##### Passage given #####

In Biglaw—as in life—getting good feedback on what you’re doing is essential to maximizing your success. Unfortunately, providing effective feedback to associates has always been a bit of an Achilles’ heel for large law firms. The lawyers are busy. Many (particularly, it seems, smart ones from good law schools) are reluctant to ask for help and hate to admit when they don’t know things. There’s high turnover. In sum, there are a bunch of factors that are not particularly conducive to firms having a strong feedback culture. That’s why it’s so important for associates who are committed to standing out from the crowd to take charge of obtaining feedback and own the process of getting the input they need to improve.
The Kind of Feedback You Need
There are certain kinds of feedback that will always come your way in a firm. For example, you’ll almost certainly have an annual review to let you know how you’ve been doing and what you can do in the coming year to improve. But the feedback in those reviews is almost always a set of a second-hand recitations of a few bland statements scribbled down six months after-the-fact by a supervising lawyers trying to get through a substantial stack of time-sensitive evaluations. That sort of feedback is largely useless.
To be truly useful, feedback needs to be clear, tangible, and actionable, as well a relatively immediate—meaning that is given in connection with something you are currently working on (or have just completed) so you can connect all the relevant dots while the context is fresh in your mind and take immediate steps to implement the advice. That sort of feedback doesn’t just drop in your lap. You need to seek it out and ask for it.
The Right Way to Ask for It
There are right and wrong ways to solicit feedback. In my experience, for example, the fruits of a general request for “feedback” from a senior aren’t much better than what you’d get in an annual review. It might be more timely, but it tends to be just as generic and therefore not particularly clear, tangible, and actionable.
…ask the reviewer of your work for one thing you could do to improve the quality of your work the next time you’re doing a similar task.

##### Working data #####

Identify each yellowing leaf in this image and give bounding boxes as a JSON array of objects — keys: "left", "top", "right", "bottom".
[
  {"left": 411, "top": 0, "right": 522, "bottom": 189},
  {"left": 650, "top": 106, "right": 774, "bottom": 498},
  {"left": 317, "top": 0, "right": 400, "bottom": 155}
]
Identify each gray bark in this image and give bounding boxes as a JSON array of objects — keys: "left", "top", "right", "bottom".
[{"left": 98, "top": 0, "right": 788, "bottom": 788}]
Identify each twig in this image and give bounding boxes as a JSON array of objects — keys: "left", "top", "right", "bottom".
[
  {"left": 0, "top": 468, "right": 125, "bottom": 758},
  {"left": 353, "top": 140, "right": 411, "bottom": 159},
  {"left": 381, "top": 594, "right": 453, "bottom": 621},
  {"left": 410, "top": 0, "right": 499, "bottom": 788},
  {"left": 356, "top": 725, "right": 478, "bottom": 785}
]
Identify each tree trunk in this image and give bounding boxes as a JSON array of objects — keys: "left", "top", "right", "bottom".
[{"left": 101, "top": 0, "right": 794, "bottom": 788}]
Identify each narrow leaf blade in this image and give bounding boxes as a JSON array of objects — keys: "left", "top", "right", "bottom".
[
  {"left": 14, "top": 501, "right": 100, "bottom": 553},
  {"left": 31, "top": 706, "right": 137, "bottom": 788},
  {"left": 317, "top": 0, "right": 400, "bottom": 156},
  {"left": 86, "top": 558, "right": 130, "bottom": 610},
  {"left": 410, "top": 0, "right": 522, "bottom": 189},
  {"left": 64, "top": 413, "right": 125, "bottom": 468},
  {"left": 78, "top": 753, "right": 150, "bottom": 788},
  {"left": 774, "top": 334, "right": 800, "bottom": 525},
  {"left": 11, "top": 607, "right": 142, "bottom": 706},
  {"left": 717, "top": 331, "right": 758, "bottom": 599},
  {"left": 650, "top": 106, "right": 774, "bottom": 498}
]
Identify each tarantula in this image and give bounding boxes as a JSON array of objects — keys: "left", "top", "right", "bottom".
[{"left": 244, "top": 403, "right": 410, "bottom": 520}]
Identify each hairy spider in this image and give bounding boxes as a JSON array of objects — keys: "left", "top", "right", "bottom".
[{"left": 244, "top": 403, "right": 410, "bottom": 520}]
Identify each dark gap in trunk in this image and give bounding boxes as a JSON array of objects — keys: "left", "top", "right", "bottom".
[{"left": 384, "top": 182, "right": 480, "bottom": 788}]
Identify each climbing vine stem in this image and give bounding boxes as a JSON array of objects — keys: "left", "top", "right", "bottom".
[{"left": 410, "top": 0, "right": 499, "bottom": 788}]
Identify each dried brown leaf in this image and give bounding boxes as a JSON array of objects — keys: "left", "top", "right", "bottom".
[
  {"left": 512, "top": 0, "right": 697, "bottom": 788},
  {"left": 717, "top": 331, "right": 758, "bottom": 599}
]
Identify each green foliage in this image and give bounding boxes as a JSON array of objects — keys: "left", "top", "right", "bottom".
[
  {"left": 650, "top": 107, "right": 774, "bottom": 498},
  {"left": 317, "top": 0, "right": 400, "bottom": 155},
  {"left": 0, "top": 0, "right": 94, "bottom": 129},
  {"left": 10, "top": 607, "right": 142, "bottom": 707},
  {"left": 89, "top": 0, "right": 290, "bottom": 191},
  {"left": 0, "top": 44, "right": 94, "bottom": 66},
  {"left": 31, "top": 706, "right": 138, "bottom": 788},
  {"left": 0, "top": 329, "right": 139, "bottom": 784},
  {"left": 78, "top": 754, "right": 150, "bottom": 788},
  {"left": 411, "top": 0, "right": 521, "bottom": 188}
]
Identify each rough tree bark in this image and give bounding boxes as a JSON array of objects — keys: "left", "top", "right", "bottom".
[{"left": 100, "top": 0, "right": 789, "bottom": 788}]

#####

## Exercise tasks
1. Extract the article on feedback for law firm associates in full, word for word.
2. In the listing, take the lines from the one containing "Identify each rough" through the end of the listing, inclusive, and switch "tree bark" to "bark surface". Return only those lines, with everything else unchanged.
The article and the listing have no connection to each other.

## The results
1.
In Biglaw—as in life—getting good feedback on what you’re doing is essential to maximizing your success. Unfortunately, providing effective feedback to associates has always been a bit of an Achilles’ heel for large law firms. The lawyers are busy. Many (particularly, it seems, smart ones from good law schools) are reluctant to ask for help and hate to admit when they don’t know things. There’s high turnover. In sum, there are a bunch of factors that are not particularly conducive to firms having a strong feedback culture. That’s why it’s so important for associates who are committed to standing out from the crowd to take charge of obtaining feedback and own the process of getting the input they need to improve.
The Kind of Feedback You Need
There are certain kinds of feedback that will always come your way in a firm. For example, you’ll almost certainly have an annual review to let you know how you’ve been doing and what you can do in the coming year to improve. But the feedback in those reviews is almost always a set of a second-hand recitations of a few bland statements scribbled down six months after-the-fact by a supervising lawyers trying to get through a substantial stack of time-sensitive evaluations. That sort of feedback is largely useless.
To be truly useful, feedback needs to be clear, tangible, and actionable, as well a relatively immediate—meaning that is given in connection with something you are currently working on (or have just completed) so you can connect all the relevant dots while the context is fresh in your mind and take immediate steps to implement the advice. That sort of feedback doesn’t just drop in your lap. You need to seek it out and ask for it.
The Right Way to Ask for It
There are right and wrong ways to solicit feedback. In my experience, for example, the fruits of a general request for “feedback” from a senior aren’t much better than what you’d get in an annual review. It might be more timely, but it tends to be just as generic and therefore not particularly clear, tangible, and actionable.
…ask the reviewer of your work for one thing you could do to improve the quality of your work the next time you’re doing a similar task.

2.
Identify each rough bark surface in this image and give bounding boxes as a JSON array of objects — keys: "left", "top", "right", "bottom".
[{"left": 100, "top": 0, "right": 789, "bottom": 788}]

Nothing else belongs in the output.